**Listed entries:**
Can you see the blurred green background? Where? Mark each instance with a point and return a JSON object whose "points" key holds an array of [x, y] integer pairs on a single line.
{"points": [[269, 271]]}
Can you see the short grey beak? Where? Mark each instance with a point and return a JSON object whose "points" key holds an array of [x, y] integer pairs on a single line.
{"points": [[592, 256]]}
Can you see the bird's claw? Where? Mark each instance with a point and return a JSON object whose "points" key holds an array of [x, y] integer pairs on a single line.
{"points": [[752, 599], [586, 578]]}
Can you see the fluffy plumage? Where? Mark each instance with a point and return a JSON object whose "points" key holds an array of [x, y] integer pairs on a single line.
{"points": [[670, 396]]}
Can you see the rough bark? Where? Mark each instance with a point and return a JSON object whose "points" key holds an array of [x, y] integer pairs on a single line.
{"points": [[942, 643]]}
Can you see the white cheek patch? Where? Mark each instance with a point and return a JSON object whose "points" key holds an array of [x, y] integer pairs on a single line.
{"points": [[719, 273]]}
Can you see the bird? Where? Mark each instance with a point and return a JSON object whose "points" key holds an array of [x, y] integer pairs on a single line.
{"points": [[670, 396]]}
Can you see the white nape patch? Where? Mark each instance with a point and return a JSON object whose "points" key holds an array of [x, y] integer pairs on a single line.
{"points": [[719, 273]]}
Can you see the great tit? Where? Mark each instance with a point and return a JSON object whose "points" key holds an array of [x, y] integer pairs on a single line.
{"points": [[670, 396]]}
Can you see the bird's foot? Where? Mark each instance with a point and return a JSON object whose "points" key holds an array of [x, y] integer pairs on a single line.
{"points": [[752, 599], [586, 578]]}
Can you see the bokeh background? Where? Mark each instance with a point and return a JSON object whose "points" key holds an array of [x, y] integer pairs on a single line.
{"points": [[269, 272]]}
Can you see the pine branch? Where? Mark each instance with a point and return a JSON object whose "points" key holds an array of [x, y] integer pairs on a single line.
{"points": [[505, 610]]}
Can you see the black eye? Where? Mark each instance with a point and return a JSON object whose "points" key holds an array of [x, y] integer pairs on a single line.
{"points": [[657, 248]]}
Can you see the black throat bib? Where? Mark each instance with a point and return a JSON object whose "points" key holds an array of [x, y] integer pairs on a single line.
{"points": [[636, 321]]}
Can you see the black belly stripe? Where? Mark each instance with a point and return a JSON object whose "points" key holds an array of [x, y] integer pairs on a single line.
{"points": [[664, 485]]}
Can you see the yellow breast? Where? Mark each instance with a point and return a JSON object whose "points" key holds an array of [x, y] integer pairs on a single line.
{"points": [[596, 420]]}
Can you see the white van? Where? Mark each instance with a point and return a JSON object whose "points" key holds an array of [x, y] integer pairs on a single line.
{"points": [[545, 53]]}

**Task details:** Arrange all of the records above as a numbered list, one entry per line, with any blank lines left out.

**Result for this task:**
1. Can you see the blurred green background? Where? Mark each instance with a point and return a JSON object whose "points" key holds an array of [x, y] integer pairs on a single line.
2. {"points": [[269, 271]]}
3. Can you see the short grey beak? Where? Mark each instance with a point and return a JSON object whose "points" key holds an array of [x, y] integer pairs on a single line.
4. {"points": [[592, 256]]}
5. Can you see the bird's claw? Where? Mark each instance with a point and return a JSON object whose "points" key holds an array of [x, y] integer pairs on a single line.
6. {"points": [[752, 599], [586, 578]]}
7. Can you see the fluffy plumage? Where? Mark each instance with a point and return a JSON object whose "points" key holds an array of [x, y] integer pairs on a single line.
8. {"points": [[670, 396]]}
9. Can you see the rough bark? Where? Mark each instance with a point and return a JSON object whose "points" key holds an array of [x, y] integer pairs on a single line.
10. {"points": [[942, 643]]}
11. Can you see the white cheek patch? Where? Mark each instance with a point and return a JSON object whose "points" key holds an array of [x, y] integer pairs on a single line.
12. {"points": [[719, 273]]}
13. Can you see the bird? Where? Mark each instance with a point and return a JSON object whose "points" key holds an array of [x, y] integer pairs on a single line.
14. {"points": [[670, 396]]}
15. Can you see the white nape patch? Where? Mark each instance with a point and return a JSON object whose "points" key holds an array of [x, y] integer pairs on a single line.
16. {"points": [[719, 273]]}
17. Can you see the great tit? Where? Mark each instance with a point and return a JSON object whose "points" key holds an array of [x, y] integer pairs on a single line.
18. {"points": [[670, 396]]}
19. Can you see the bird's foot? Where? Mark each instance with a point and return a JSON object whose "points" key holds an array of [x, y] integer pairs on a single line.
20. {"points": [[752, 599], [586, 578]]}
21. Can you see the bokeh background? Where? Mark each instance with a point and return a JSON object whose "points" key holds an array of [x, y] integer pairs on a single line.
22. {"points": [[269, 272]]}
23. Can you see the pine branch? Where? Mark each instance with a point and return a JSON object whose "points" key holds an array of [x, y] integer pairs on a single line.
24. {"points": [[505, 610]]}
25. Can you see the black eye? Where? Mark each instance with a point and return a JSON object whose "points" key holds an array of [x, y] integer pairs on a single line.
26. {"points": [[657, 248]]}
27. Can you see the black throat bib? Where? Mark each instance with a point and return a JSON object whose "points" key holds an array of [x, y] integer pairs on a single line.
28. {"points": [[636, 321]]}
29. Can you see the black belly stripe? Where? Mark each instance with a point and return a JSON object whose "points" key holds an array of [x, y] integer pairs on a single line.
30. {"points": [[664, 485]]}
31. Can you see the yellow breast? Where? Mark each instance with a point and return a JSON object whose "points" key holds an array of [x, y] integer pairs on a single line.
32. {"points": [[596, 420]]}
33. Can you see the white van? Where? Mark each instance with a point and return a JSON object whose "points" key holds an array of [x, y] integer pairs on a single line.
34. {"points": [[545, 53]]}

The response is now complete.